## Short exercise
Extract each line of the material below that contains the string "step", matching case exactly.

-- START OF The records --

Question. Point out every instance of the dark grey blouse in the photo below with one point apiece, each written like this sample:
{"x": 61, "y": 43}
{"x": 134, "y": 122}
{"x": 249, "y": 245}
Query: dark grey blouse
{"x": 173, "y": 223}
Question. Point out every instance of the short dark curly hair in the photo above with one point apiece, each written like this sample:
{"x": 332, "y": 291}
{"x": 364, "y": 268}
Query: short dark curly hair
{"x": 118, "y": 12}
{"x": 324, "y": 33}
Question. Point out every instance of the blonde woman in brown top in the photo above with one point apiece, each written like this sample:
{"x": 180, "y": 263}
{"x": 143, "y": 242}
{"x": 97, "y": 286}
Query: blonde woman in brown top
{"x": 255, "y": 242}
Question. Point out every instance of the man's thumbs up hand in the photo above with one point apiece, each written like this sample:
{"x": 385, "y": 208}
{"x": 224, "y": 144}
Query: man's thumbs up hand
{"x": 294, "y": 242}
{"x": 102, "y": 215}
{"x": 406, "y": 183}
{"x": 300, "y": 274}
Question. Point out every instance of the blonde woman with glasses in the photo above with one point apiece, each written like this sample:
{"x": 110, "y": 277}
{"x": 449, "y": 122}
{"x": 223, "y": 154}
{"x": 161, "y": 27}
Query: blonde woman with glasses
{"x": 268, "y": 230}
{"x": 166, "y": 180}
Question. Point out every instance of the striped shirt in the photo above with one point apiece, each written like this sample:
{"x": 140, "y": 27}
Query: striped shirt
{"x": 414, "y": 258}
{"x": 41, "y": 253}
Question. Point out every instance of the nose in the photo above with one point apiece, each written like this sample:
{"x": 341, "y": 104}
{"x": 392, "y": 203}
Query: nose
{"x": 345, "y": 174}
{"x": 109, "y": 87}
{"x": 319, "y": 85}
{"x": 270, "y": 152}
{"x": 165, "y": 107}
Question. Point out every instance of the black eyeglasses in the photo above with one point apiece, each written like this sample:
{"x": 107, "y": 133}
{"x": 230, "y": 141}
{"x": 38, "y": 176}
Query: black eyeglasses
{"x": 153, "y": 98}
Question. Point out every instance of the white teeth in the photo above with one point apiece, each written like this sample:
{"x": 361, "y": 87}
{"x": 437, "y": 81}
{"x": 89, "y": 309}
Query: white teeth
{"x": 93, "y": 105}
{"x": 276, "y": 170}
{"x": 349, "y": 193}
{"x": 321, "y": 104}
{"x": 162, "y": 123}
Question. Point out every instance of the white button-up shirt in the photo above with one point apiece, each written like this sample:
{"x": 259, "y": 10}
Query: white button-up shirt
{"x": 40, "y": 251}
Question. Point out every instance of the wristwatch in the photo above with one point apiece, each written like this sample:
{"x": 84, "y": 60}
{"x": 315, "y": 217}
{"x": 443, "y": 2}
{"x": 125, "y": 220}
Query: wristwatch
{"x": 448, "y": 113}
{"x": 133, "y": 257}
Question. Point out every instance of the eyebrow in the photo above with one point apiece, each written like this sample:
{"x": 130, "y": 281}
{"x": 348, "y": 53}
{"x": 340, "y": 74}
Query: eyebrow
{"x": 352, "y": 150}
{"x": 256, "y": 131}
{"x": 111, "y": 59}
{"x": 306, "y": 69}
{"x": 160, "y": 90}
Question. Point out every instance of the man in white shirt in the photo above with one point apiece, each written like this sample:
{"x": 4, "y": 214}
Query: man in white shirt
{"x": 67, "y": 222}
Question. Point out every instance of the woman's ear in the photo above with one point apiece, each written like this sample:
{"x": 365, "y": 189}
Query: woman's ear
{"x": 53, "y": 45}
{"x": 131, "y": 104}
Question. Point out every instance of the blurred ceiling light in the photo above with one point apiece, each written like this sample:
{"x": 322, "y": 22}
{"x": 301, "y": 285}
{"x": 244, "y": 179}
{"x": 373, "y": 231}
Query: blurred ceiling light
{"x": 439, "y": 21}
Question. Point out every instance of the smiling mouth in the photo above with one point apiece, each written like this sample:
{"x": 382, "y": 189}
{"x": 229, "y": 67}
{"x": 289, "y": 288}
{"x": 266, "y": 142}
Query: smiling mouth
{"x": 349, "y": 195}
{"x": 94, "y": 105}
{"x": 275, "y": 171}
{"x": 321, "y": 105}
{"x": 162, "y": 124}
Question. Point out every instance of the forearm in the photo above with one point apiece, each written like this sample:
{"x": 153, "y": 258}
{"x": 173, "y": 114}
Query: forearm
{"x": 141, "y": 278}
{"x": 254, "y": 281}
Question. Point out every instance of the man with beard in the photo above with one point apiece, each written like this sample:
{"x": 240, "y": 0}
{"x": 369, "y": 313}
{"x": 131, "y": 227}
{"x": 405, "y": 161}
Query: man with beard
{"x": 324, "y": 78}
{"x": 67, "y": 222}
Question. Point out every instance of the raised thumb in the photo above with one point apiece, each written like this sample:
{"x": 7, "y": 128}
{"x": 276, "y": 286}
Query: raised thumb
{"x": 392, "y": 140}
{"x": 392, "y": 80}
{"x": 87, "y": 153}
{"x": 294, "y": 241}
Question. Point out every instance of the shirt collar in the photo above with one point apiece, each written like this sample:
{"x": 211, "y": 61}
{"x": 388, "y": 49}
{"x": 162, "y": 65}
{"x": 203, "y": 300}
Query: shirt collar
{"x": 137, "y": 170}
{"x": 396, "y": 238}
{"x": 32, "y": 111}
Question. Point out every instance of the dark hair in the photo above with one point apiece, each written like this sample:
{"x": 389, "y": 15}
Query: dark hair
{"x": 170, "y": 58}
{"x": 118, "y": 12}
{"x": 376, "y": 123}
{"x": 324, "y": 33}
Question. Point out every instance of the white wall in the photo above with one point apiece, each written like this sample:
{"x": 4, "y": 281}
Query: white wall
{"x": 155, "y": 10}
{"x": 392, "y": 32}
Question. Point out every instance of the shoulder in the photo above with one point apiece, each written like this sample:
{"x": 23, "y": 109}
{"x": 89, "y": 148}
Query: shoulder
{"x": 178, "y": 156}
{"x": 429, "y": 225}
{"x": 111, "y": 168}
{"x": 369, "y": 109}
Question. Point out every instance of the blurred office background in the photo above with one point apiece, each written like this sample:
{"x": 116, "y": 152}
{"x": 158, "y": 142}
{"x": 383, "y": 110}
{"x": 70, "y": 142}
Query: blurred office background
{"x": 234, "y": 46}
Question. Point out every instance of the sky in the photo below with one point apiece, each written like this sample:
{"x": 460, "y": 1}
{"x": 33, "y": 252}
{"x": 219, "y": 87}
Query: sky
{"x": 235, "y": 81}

-- END OF The records --
-- START OF The records --

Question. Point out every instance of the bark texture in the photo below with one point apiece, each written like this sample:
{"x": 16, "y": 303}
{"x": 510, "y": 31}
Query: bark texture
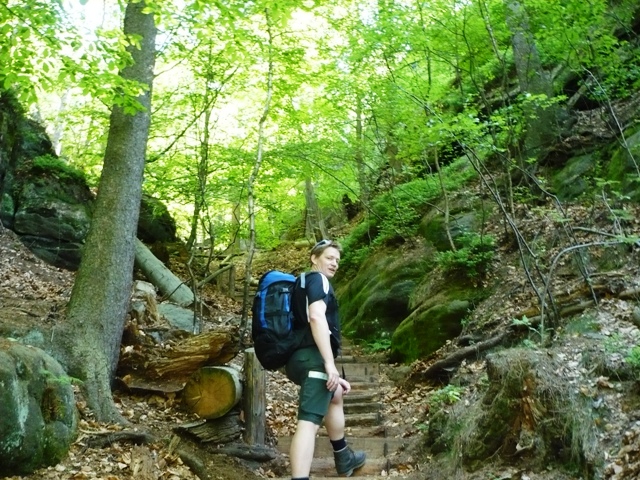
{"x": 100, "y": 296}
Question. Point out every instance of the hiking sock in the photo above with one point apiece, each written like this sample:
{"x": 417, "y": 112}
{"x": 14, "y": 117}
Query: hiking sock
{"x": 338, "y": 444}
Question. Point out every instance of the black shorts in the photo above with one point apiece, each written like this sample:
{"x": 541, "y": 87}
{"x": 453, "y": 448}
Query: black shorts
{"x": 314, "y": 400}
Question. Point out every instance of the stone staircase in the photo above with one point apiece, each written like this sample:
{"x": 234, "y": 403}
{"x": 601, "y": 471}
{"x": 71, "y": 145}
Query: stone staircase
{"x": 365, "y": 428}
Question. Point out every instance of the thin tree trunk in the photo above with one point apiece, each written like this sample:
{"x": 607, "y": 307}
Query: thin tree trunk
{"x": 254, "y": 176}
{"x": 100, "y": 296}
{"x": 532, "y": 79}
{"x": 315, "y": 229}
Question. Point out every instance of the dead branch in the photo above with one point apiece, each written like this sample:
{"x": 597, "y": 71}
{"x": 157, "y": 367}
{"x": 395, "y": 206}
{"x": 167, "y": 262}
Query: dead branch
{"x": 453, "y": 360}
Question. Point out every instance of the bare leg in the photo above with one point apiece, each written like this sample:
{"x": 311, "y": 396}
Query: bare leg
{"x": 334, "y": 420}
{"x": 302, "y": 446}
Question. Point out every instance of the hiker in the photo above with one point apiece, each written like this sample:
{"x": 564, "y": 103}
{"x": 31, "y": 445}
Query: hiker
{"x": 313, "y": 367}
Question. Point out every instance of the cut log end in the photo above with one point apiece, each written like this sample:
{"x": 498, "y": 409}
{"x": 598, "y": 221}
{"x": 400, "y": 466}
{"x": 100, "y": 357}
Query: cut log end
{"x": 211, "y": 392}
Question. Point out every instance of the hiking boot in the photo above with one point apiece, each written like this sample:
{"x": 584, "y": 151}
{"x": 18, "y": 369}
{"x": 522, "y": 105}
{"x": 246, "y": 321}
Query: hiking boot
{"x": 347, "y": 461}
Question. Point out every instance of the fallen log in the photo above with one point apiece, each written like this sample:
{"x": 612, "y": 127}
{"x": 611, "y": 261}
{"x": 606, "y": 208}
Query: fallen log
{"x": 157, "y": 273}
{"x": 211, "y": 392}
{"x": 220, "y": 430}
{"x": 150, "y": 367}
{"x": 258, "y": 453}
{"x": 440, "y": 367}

-- END OF The records --
-- START OF The records --

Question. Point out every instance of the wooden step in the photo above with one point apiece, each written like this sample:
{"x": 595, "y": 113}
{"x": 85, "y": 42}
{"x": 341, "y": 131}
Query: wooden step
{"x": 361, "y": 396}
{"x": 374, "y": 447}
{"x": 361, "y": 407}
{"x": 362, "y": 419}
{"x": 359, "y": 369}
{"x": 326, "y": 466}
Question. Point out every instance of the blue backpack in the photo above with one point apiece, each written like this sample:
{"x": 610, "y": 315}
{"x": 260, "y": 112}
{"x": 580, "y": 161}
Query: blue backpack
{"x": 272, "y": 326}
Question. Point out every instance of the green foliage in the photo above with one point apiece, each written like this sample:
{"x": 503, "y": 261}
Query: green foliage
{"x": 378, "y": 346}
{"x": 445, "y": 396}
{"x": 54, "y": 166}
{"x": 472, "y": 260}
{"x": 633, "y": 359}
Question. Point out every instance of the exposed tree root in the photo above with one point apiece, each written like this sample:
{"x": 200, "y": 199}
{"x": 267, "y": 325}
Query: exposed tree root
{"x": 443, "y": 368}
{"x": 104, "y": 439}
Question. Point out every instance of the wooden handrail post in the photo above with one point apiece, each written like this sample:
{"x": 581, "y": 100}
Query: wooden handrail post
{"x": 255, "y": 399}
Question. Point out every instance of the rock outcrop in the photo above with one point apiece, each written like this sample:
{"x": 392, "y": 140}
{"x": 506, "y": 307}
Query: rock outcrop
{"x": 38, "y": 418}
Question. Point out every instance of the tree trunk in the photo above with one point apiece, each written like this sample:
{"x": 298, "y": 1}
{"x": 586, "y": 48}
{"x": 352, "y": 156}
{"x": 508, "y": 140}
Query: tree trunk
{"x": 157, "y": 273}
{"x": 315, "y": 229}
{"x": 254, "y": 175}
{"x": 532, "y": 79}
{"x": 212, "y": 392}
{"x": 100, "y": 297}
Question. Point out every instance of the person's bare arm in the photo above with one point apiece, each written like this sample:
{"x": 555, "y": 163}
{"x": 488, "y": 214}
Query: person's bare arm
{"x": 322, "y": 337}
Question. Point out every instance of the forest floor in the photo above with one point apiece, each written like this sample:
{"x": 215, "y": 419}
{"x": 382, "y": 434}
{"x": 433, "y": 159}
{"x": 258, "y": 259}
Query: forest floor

-- END OF The records --

## Response to the exercise
Question. Point out every instance of the wooden step in the photo above with one point apiece, each written like this sample:
Query: wooden step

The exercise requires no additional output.